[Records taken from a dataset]
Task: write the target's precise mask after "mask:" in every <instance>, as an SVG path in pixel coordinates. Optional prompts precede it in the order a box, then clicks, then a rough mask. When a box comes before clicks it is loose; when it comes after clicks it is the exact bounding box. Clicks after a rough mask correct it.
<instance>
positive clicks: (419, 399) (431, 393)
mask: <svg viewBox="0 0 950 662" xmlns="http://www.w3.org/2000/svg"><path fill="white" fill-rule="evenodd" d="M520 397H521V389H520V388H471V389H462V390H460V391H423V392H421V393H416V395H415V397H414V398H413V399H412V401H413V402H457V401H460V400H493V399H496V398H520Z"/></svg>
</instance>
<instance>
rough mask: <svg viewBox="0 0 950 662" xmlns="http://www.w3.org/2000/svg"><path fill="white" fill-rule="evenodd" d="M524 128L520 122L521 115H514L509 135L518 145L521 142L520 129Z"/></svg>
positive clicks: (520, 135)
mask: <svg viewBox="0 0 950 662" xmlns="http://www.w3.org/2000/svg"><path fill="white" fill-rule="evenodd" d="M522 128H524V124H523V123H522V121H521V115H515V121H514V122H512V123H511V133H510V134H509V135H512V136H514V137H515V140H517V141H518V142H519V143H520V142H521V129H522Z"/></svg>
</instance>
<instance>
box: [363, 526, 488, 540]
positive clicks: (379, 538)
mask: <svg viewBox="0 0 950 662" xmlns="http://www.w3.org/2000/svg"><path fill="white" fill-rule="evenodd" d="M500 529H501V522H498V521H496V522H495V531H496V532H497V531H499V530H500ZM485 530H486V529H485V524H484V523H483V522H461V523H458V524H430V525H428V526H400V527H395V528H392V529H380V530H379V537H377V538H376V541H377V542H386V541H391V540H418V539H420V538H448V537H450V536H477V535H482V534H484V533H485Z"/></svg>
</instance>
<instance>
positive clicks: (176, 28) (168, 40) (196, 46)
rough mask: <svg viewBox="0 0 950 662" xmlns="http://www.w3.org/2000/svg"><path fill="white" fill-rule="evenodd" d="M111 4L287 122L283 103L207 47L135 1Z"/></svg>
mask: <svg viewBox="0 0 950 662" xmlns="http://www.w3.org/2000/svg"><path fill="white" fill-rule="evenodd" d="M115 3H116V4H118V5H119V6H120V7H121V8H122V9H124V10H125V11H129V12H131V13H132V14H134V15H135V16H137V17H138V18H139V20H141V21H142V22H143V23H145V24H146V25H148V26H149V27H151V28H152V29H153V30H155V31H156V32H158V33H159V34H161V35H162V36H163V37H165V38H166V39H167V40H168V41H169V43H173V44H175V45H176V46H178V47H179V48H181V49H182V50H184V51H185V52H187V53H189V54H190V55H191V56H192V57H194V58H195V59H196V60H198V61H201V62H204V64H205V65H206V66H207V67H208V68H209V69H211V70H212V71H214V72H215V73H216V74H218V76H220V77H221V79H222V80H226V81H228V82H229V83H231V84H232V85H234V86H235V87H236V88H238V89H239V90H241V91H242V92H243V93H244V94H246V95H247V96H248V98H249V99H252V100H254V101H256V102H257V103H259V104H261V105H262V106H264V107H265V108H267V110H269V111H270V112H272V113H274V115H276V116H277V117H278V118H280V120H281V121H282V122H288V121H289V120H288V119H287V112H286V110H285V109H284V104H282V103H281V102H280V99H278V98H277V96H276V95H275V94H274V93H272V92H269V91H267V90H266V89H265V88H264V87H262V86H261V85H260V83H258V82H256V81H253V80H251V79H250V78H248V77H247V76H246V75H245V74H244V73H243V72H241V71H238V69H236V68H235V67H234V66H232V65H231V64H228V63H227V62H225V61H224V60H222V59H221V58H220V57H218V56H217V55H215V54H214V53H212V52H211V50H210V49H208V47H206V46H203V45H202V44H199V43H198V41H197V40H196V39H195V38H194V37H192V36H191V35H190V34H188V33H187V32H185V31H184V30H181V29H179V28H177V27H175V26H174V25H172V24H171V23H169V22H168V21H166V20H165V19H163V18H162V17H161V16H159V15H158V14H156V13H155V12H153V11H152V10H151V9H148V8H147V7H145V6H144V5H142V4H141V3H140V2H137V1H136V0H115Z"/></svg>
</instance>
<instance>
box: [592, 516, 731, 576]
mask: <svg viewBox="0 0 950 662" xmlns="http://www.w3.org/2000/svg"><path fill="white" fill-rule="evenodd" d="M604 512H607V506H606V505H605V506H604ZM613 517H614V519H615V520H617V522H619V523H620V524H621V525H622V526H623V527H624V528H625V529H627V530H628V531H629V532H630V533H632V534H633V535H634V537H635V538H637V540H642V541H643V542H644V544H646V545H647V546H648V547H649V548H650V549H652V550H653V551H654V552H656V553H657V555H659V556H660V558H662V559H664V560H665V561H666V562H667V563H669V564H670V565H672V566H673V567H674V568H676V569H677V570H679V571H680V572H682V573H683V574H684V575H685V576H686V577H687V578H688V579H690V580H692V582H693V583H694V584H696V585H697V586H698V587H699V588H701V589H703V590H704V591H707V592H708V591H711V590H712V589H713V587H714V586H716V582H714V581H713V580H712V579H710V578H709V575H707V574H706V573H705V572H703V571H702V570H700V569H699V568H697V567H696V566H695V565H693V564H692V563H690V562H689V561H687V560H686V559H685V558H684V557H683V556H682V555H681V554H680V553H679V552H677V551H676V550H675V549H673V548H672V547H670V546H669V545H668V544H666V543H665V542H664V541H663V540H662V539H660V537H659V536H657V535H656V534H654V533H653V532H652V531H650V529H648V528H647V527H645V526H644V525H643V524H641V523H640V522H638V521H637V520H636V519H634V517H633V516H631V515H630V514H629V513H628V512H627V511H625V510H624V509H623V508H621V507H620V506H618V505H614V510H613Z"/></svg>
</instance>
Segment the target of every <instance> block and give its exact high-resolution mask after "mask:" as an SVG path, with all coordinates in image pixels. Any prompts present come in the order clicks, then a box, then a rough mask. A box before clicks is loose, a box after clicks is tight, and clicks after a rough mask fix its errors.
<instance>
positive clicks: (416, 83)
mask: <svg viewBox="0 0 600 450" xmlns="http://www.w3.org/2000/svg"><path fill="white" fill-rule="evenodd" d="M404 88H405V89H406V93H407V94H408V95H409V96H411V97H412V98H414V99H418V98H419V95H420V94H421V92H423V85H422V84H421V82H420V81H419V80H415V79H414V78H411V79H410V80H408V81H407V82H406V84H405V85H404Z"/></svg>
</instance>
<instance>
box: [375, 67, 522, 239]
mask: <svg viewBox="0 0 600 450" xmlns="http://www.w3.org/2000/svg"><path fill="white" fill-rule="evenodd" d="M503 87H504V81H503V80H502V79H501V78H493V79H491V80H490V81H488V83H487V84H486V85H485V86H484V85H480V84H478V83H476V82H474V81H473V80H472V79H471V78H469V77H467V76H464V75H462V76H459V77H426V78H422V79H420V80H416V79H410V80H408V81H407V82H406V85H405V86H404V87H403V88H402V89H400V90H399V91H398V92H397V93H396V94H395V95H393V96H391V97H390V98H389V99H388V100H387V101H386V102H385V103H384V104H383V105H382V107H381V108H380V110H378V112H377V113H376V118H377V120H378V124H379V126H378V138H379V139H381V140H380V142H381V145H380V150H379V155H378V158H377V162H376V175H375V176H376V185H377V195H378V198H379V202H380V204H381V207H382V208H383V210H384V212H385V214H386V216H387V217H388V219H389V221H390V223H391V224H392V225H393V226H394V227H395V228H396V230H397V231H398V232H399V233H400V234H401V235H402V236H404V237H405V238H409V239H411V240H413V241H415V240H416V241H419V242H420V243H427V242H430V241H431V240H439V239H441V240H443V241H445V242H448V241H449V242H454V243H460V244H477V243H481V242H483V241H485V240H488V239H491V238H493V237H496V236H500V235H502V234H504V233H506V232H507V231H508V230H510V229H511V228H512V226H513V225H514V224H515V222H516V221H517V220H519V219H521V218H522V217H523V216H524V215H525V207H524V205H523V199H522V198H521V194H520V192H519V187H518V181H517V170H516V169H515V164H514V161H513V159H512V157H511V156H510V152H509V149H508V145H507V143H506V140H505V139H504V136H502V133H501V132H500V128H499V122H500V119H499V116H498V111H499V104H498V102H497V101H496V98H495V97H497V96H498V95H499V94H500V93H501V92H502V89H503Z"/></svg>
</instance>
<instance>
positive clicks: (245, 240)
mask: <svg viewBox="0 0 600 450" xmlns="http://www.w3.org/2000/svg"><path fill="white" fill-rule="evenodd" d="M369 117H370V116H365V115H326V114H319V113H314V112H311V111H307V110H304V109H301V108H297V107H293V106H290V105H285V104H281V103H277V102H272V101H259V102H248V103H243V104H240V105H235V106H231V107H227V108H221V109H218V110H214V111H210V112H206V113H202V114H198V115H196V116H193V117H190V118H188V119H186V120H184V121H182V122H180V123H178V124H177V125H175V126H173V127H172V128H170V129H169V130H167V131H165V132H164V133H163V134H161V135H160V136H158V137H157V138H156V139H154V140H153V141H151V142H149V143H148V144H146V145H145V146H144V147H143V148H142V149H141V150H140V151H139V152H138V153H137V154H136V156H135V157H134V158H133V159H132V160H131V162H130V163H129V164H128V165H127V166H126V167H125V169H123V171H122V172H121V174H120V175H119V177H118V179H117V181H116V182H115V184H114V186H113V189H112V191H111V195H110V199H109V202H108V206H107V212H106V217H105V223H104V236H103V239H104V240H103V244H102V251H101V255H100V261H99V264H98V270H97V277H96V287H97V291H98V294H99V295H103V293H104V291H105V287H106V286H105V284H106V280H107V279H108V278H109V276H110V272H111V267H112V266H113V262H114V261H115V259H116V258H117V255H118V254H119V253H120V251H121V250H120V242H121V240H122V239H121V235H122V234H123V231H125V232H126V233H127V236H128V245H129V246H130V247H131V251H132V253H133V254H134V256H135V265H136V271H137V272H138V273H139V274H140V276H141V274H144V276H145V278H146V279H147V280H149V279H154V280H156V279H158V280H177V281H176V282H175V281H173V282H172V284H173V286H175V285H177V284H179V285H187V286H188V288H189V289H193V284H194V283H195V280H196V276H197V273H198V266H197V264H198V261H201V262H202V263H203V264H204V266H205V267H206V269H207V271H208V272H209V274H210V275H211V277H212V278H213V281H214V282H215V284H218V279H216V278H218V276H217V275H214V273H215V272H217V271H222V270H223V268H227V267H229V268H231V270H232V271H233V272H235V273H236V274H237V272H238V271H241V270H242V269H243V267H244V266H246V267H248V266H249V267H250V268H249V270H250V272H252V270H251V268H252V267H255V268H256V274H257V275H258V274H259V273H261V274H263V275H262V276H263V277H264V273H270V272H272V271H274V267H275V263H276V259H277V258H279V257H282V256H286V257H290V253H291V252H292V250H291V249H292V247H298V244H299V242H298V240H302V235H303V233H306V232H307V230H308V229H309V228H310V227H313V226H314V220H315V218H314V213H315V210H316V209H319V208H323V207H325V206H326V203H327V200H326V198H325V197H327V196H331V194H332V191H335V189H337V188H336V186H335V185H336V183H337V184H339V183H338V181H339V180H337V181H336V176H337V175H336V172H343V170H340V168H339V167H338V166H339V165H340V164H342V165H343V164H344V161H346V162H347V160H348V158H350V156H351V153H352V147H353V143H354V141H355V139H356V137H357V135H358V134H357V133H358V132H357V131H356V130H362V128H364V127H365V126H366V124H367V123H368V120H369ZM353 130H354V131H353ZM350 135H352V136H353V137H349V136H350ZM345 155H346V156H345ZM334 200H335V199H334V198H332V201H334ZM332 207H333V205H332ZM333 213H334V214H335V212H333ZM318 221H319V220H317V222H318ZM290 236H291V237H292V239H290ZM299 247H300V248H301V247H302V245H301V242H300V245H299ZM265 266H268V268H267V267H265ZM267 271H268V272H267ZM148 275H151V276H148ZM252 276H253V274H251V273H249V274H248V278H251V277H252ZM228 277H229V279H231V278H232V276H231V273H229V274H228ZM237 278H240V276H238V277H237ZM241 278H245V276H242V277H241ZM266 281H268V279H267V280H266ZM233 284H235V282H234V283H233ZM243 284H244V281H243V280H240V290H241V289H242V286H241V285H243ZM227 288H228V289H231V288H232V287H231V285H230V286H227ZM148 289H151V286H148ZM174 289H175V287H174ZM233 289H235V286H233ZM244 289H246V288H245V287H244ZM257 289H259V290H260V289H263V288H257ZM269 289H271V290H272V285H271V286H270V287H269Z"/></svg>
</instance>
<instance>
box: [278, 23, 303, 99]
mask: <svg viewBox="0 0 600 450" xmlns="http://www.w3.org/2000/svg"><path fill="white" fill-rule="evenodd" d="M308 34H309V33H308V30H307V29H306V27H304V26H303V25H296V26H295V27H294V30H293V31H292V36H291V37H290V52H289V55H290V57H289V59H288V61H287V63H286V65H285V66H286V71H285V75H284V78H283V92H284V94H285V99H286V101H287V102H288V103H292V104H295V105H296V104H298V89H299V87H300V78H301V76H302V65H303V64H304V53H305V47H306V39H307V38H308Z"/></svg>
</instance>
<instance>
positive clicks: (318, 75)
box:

> [Work order]:
Starting at the top of the items and going through the line with "positive clicks: (419, 399) (431, 393)", write those lines out again, swapping every "rough mask" for "coarse mask" and leaving all else the same.

> [The answer]:
Task: write the target's precise mask after "mask:" in every <instance>, as an SVG path in pixel coordinates. Optional prompts precede it in the order a box, then clicks, then a coarse mask. When a box comes before clicks it is loose; when it comes after clicks it is the exact bounding box. Clicks after a coarse mask correct it.
<instance>
positive clicks: (419, 399) (431, 393)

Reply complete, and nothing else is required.